- [Try it] Instruction for the entries that follow: retype exactly the lines from the line with "Target: sloped roof" to the line with "like x=368 y=21.", both included, and omit all others.

==== Material for this exercise ====

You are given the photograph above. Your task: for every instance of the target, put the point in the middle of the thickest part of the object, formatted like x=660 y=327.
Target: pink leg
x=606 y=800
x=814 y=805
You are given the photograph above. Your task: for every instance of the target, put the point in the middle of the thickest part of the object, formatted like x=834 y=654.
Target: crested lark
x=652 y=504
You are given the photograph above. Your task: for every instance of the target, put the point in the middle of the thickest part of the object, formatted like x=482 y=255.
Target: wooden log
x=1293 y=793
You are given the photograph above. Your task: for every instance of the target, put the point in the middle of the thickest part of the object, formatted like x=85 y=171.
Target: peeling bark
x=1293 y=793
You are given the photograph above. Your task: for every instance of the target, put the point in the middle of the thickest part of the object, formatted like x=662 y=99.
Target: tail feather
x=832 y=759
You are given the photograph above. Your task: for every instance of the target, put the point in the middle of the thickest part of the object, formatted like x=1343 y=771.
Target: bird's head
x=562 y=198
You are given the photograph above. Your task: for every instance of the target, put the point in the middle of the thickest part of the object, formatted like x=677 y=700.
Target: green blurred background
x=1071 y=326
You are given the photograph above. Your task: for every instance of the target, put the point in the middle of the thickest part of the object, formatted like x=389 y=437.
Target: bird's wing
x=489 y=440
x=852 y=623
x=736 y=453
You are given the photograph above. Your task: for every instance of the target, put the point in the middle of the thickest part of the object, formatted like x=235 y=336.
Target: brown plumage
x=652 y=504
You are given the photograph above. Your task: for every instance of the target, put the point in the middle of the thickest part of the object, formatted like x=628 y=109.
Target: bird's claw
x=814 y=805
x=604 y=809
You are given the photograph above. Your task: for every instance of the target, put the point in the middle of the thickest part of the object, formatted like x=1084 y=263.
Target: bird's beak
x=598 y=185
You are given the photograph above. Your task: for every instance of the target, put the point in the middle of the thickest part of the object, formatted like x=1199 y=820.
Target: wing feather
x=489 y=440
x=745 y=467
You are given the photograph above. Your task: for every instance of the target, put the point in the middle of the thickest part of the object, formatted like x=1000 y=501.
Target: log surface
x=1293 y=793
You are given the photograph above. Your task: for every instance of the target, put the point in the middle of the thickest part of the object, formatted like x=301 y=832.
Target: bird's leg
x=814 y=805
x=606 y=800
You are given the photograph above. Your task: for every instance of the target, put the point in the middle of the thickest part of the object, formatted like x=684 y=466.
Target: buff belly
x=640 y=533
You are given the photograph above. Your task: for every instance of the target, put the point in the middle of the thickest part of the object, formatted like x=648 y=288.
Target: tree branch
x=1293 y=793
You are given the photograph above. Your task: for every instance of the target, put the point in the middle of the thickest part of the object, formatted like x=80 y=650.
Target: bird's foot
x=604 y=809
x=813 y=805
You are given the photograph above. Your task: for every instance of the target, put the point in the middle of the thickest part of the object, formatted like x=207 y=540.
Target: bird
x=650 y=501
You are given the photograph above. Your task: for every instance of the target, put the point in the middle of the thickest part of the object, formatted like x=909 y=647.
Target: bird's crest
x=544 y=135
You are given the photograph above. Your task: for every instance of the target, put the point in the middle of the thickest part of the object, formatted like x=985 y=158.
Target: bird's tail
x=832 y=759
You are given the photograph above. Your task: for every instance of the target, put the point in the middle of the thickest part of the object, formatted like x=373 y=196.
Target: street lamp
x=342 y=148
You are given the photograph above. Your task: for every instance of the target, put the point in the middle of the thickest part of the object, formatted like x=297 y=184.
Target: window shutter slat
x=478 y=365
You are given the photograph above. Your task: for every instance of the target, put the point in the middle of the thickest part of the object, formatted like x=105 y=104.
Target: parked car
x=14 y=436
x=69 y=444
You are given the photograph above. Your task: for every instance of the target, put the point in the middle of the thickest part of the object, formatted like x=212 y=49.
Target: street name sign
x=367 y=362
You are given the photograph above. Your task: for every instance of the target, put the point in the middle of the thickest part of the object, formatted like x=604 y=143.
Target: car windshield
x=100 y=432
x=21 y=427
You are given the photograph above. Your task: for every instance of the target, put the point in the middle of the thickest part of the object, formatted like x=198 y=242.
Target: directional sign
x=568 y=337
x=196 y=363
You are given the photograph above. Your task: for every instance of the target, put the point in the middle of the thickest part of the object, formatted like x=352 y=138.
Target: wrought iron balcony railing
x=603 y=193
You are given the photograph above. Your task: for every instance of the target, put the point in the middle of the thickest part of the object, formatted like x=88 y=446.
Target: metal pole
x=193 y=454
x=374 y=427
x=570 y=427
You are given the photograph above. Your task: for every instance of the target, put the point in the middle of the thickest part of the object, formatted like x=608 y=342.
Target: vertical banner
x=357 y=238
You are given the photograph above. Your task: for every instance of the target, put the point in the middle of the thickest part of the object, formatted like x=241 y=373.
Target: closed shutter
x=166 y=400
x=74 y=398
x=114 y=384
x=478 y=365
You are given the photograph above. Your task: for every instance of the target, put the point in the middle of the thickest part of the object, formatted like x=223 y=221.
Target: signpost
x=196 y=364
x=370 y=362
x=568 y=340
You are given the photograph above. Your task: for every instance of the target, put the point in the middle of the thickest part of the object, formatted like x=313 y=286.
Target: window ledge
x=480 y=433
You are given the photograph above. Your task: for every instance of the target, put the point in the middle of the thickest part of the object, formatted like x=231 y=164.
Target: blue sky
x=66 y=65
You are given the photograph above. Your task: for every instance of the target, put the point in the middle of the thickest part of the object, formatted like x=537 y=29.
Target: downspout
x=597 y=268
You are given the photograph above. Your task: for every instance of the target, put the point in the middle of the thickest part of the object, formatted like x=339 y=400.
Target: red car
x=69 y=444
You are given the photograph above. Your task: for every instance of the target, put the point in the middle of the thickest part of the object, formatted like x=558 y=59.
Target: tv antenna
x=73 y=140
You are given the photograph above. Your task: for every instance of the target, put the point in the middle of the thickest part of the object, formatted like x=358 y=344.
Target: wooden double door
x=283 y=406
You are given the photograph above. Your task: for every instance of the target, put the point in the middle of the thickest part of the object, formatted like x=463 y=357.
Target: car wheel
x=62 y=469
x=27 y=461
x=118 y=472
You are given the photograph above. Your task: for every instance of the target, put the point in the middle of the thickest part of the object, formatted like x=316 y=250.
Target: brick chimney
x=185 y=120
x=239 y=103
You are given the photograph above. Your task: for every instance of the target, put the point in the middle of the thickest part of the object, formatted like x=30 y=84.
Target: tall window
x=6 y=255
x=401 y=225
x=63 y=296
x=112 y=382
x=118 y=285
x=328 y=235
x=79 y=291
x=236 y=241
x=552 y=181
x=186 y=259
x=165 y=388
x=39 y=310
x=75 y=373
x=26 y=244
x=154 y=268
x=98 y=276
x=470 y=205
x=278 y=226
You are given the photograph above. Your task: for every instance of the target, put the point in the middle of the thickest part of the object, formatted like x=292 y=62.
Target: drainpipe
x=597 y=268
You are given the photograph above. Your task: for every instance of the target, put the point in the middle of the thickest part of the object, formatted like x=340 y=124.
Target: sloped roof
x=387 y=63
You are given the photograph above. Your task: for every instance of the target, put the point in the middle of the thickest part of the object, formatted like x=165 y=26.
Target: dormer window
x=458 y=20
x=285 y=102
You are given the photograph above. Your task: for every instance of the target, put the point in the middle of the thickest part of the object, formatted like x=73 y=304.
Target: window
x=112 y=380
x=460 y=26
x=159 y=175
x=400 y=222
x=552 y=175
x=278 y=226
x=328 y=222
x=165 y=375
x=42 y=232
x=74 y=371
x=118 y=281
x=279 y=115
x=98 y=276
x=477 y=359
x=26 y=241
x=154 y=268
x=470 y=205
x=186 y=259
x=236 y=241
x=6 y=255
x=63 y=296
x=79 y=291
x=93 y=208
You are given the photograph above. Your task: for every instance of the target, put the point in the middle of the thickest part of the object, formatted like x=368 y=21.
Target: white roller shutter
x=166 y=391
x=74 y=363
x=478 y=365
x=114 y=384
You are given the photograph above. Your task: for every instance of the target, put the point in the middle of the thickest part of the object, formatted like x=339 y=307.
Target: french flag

====

- [Solution]
Target: sloped roof
x=387 y=63
You are given the photograph above. Your task: for every instance of the target, put the point in the middle of the thickest part of the object, formatted like x=165 y=26.
Target: dormer window
x=458 y=20
x=285 y=102
You are given the photograph above. Your task: for every instance of the target, put the point in the middle of the thickest part of the object, formatted like x=73 y=304.
Target: window
x=112 y=380
x=460 y=26
x=159 y=175
x=400 y=222
x=552 y=175
x=278 y=226
x=328 y=222
x=165 y=375
x=42 y=232
x=74 y=371
x=118 y=281
x=279 y=115
x=98 y=276
x=477 y=359
x=26 y=241
x=154 y=268
x=470 y=205
x=186 y=259
x=236 y=241
x=6 y=255
x=63 y=296
x=79 y=291
x=93 y=208
You are given the photograph above. Your task: for every instance of the target, put the point in the middle of the thickest part of the object, formatted like x=368 y=21.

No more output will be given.